* Work required: From the blog post below about job seekers using websites, copy out the stretch from "which links to" through "least my end.".

* Text passage:
#####

Wednesday, April 04, 2012

Prospective job hunters and entrepreneurial multi skillers use websites



With nothing to lose and everything to gain, Alice Lee has achieved that elusive of Warholism, even if she has yet to hear back from Instagram about that job.

A couple of weeks ago, this enterprising student set bloggers et al talking with a website: dear instagram aimed at Instagram prospecting for a job. Instagram is a photo sharing site/app with an assortment of filters to transform your pictures.

With swirling typefaces and a GSOH, bordering at times on youth exuberance; she says she skipped classes to create the site, Lee pitched her tent site.

Clever? That's the debate amongst interested parties and educationists, as the question gets asked, will this be the way we apply for jobs in the future? Is the CV dead?

Lee, if anything showed some enterprising spirit and previous jobs at Foursquare demonstrate her tenacity.  Then there's  Neta Marshall who also wants to work at Instagram, but by comparative analysis has set herself a tall order with lee


Finding that job
As part of our Masters Online module, we press are journalists-to-be to use cognitive and semiotic skills to appeal to potential employers, not through bespoke sites, but tailored to their overall strengths and what their choice employer would be looking for.

Take a look for yourself at the about us pages of


which links to individual sites and play juror, before we assess their work in the coming week or so.
Some of the characteristics you might consider are cleanness of the site, its simplicity, weight and zen quality. That is when you cohere all the qualities you get the whole. Consider the parameters below:

  • Aesthetics and style
  • Clear communication of design
  • Content, its quality and layout
  • Navigation
  • Miscellaneous innovations





It stands to reason, if you are wanting to work for an online site, it's appropriate you demonstrate this within your limited window off opportunity. And there's experiential evidence that shows this works, at least my end.

Entrepreneurial skills
Stuart Cosgrove, a well known figure in the UK's television industry - a senior executive at Channel 4- once said CVs were difficult to believe because a candidate's history could not be verified.

It gave me an idea, in 1997 looking for my next job, I devised what I called a Visual CV. Whilst working in South Africa, I had interviewed Nelson Mandela at a press conferences, but who would believe me, so the CV contained a column with icons illustrating just that.

#####

* Stored data:
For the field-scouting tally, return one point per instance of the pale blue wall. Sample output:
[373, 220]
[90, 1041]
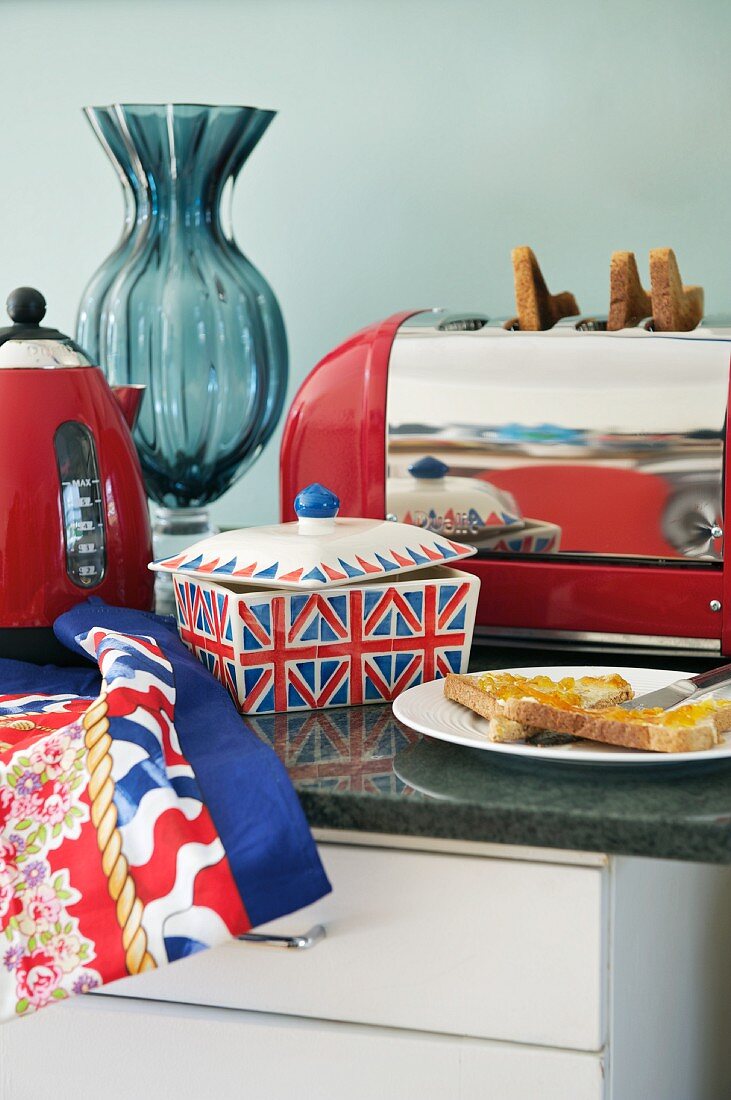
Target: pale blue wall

#####

* Complete response:
which links to individual sites and play juror, before we assess their work in the coming week or so.
Some of the characteristics you might consider are cleanness of the site, its simplicity, weight and zen quality. That is when you cohere all the qualities you get the whole. Consider the parameters below:

  • Aesthetics and style
  • Clear communication of design
  • Content, its quality and layout
  • Navigation
  • Miscellaneous innovations





It stands to reason, if you are wanting to work for an online site, it's appropriate you demonstrate this within your limited window off opportunity. And there's experiential evidence that shows this works, at least my end.